● **Work order**
Your answer should consist only of the records, copied exactly, with the images removed.

● **Entries provided**
::::::::::
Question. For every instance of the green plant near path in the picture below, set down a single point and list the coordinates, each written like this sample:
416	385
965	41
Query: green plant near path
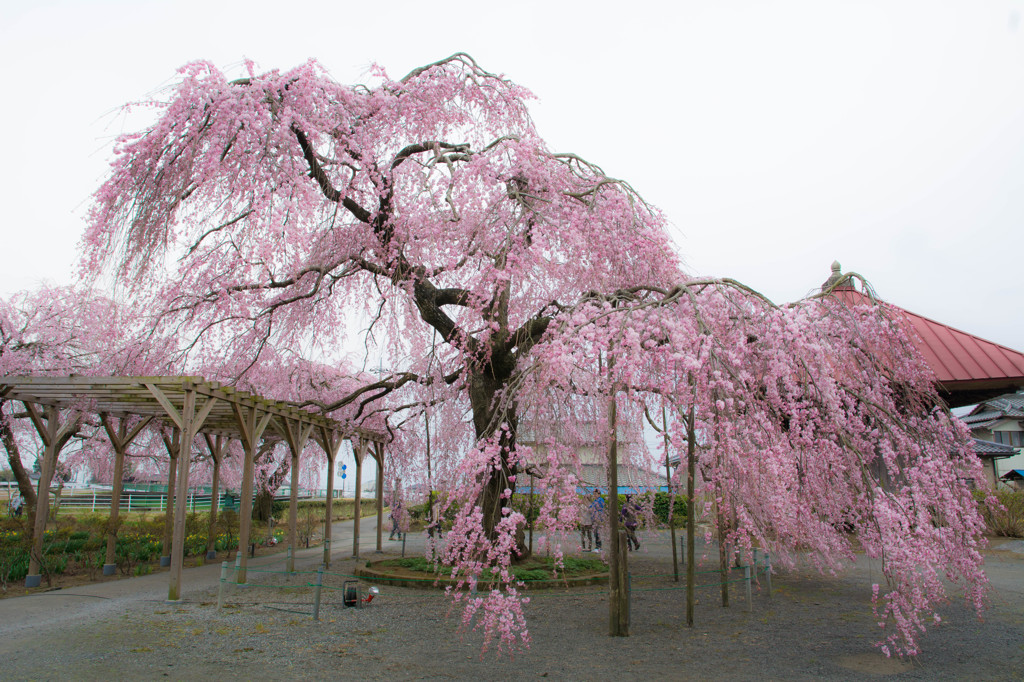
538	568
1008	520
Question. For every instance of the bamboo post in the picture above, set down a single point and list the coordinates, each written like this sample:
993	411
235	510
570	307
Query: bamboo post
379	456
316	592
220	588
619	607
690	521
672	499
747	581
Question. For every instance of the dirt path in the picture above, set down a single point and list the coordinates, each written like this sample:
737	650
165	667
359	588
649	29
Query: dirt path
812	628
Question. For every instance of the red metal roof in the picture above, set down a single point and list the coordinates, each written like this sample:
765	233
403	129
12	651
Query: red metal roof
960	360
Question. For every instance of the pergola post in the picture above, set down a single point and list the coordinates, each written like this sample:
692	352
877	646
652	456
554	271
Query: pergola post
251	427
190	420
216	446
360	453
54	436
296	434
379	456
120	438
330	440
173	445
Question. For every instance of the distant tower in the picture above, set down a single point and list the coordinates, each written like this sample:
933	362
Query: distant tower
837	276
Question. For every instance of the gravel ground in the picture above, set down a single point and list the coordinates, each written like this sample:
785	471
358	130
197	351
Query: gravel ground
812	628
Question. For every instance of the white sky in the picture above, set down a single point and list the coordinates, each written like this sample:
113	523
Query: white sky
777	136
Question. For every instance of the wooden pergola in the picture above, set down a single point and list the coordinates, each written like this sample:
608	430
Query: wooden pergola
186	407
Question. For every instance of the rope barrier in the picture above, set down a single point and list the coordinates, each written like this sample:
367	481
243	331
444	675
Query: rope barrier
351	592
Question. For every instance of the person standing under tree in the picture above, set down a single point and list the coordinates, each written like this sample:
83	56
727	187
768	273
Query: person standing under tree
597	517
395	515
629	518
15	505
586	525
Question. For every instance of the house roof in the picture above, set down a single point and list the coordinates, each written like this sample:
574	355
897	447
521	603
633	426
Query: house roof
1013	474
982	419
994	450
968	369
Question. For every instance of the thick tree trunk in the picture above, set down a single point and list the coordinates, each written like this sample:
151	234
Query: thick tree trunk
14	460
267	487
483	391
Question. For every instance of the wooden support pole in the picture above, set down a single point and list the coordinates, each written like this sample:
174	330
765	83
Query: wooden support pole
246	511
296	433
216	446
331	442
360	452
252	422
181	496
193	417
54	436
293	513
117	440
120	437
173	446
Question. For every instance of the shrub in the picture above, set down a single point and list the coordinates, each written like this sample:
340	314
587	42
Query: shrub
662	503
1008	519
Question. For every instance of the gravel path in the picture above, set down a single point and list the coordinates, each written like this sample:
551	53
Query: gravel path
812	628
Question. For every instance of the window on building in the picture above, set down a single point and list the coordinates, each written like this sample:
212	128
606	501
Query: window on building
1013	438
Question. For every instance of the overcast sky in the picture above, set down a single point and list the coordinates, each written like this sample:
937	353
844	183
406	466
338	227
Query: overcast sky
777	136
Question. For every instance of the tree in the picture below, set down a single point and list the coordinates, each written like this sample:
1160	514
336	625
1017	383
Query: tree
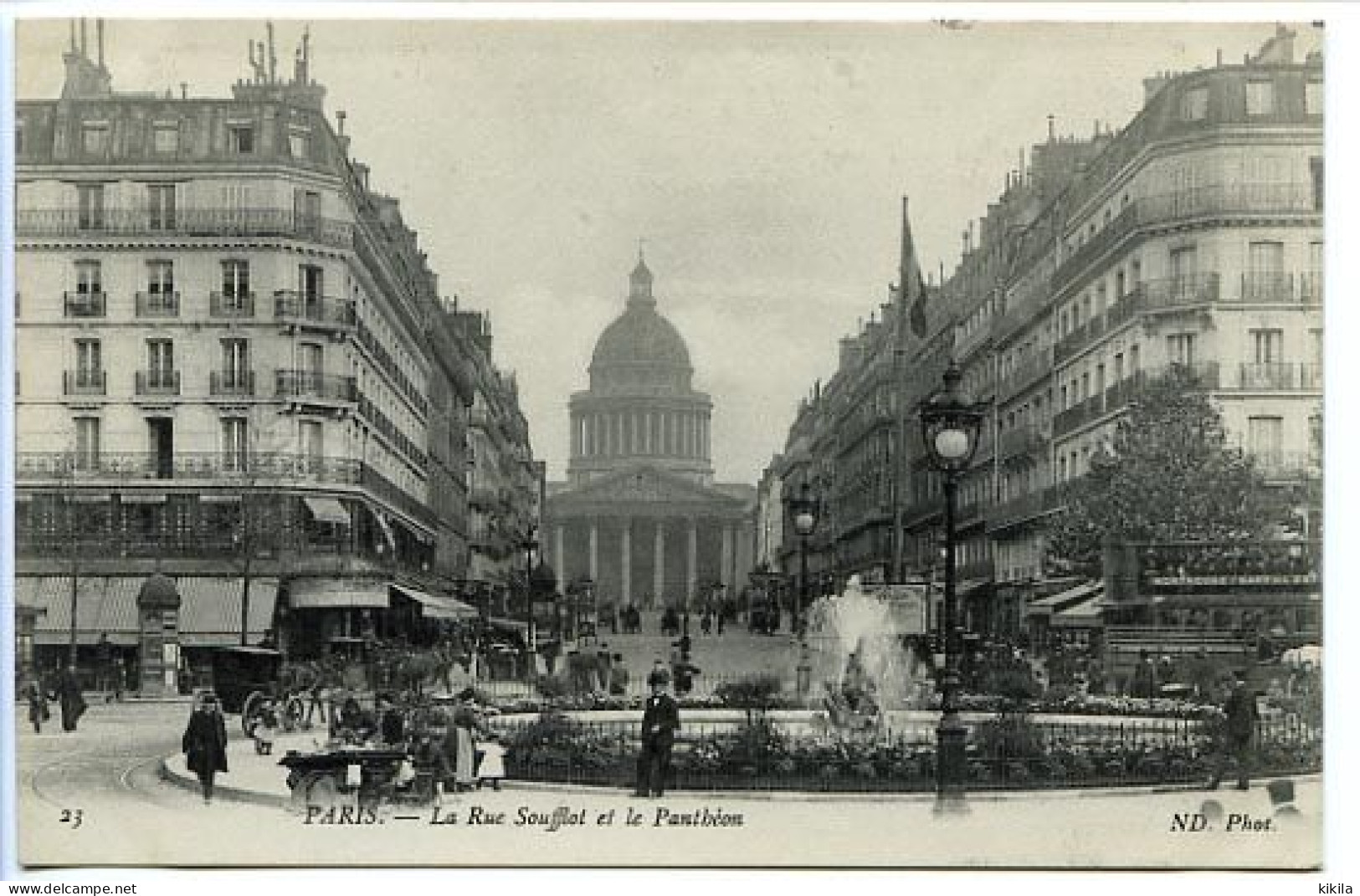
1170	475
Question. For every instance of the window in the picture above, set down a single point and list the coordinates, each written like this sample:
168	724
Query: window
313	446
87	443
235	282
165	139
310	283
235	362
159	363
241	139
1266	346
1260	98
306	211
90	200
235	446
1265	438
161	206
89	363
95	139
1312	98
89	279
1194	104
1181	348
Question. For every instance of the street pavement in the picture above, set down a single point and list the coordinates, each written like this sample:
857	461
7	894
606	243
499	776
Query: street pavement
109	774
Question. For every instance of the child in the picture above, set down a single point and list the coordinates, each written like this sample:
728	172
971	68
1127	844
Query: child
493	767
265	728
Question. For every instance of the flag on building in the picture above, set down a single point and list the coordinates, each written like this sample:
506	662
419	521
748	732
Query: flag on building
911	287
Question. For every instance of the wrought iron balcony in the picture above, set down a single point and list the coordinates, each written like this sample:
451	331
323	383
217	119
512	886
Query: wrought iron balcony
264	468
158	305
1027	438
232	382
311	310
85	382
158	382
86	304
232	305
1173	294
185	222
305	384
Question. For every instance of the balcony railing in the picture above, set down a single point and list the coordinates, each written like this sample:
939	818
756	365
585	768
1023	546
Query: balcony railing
::::::::::
● **Result of the exercise**
Question. For every instance of the green plant near path in the picture below, set down a single point and list the coordinates, each written like this sample:
416	385
965	41
Query: green plant near path
538	568
1008	520
Question. For every instance of the bamboo post in the picture above, set down a single point and list the coordinates, each written like this sample:
993	411
235	510
570	307
Query: bamboo post
379	456
316	592
220	588
619	607
690	521
672	499
747	581
Question. For every instance of the dirt path in the picture above, set down a single point and list the coordinates, each written like this sample:
737	650
165	667
359	588
649	29
Query: dirt path
812	628
Question. For every instance of the red metal roof in the picture above, set down a single point and list the coordinates, each written like this sample:
765	233
403	129
12	651
Query: red metal roof
960	360
Question. For every instance of the pergola post in the picture above, set down a single point and list the coordinates, each written like this sample:
692	352
877	646
652	456
554	271
Query: pergola post
251	427
190	420
216	446
360	453
54	436
296	434
379	456
120	438
330	440
173	445
Question. For every instance of the distant tower in the picture above, set down a single point and list the coordinates, each written like this sample:
933	362
Query: distant tower
837	276
Question. For every instance of the gravel ground in the picture above, set down a single point and list the coordinates, each written like this sample:
785	471
358	130
197	351
Query: gravel ground
812	628
Question. For every instance of the white sky in the picture above, set down a single point and list the coordinates, each written like this sample:
113	523
Query: white sky
777	136
Question. For every instance of the wooden pergola in the picture above, set down a single point and list the coordinates, each written like this sample:
608	430
Query: wooden pergola
186	407
Question. For every instance of the rope barrier in the picture above, set down a single point and list the coordinates, each written like this sample:
367	481
243	331
444	675
Query: rope barrier
351	592
Question. For every instance of the person standing under tree in the picture above, set down a single point and list the coordinates, each written like this sample:
83	56
727	187
768	273
Query: person standing under tree
597	517
395	515
629	518
15	505
586	525
Question. For every instance of the house roof in the picture above, set down a single point and list the coordinates, each written like this sample:
574	355
897	447
521	603
633	426
Query: house roof
1013	474
982	419
994	450
968	369
Question. For every instance of the thick tree trunk in the picture above, set down a single point and list the coordinates, each written like this sample:
151	234
Query: thick tree trunk
14	460
267	487
483	391
Question. For every instance of the wooden support pole in the picture above, set down a single point and list the coordinates, each written like this sample:
174	330
765	83
Query: wooden support pole
246	511
296	433
216	446
331	442
360	452
252	422
181	496
193	417
54	436
293	513
117	440
120	437
173	446
Question. For every instance of the shrub in the picture above, set down a single point and list the coordinates, each written like this sample:
340	314
587	42
Query: shrub
662	503
1008	519
Question. For every instance of the gravel path in the picture above, set down a single point and list the coordinates, each written like this sample:
551	53
Query: gravel path
812	628
Question. For every instance of the window on building in the picture above, set down a single point and list the coordinates, each written like this sample:
212	128
606	501
Query: window on building
1013	438
Question. For every instance of the overcast sky in the picture above, set down a single point and list the coordinates, each written like this sample:
937	353
844	183
406	466
338	227
Query: overcast sky
777	136
Question. For every instance of the tree in the picture below, set down a single point and list the coordinates, each written like this sample:
1160	514
336	625
1017	383
Query: tree
1170	475
Question. For every instance of the window in the picture above, set down a single point and list the coordinates, each written like this sample:
168	724
Query: window
313	446
87	443
235	282
165	139
310	283
235	362
159	363
241	139
1266	346
1260	98
306	211
90	200
235	446
1265	438
161	206
89	363
95	139
1312	98
89	279
1194	104
1181	348
Question. For every instance of the street pavement in the picture above, set down a single point and list the coordinates, each written like this sample:
857	461
7	894
606	243
499	776
Query: street pavement
109	774
Question. For every instance of the child in the picture above, set down a single point and list the coordinates, each written like this sample:
728	172
971	68
1127	844
Query: child
493	767
265	728
Question. For every instance of the flag on building in the picture above, set down a single point and list the coordinates, each written like this sample:
506	662
419	521
748	732
Query: flag on building
911	287
Question. For every instance of the wrought iron balcony in the picture above, set down a single point and list the coordinates, each written like this sample:
451	331
323	383
217	119
512	886
Query: wrought iron balcony
264	468
158	305
1027	438
232	382
311	310
85	382
158	382
86	304
232	305
1173	294
185	222
305	384
Question. For every instance of the balcony railing in the picture above, set down a single point and list the coordinates, each written like this sample:
939	818
756	365
585	768
1023	546
Query: balcony railing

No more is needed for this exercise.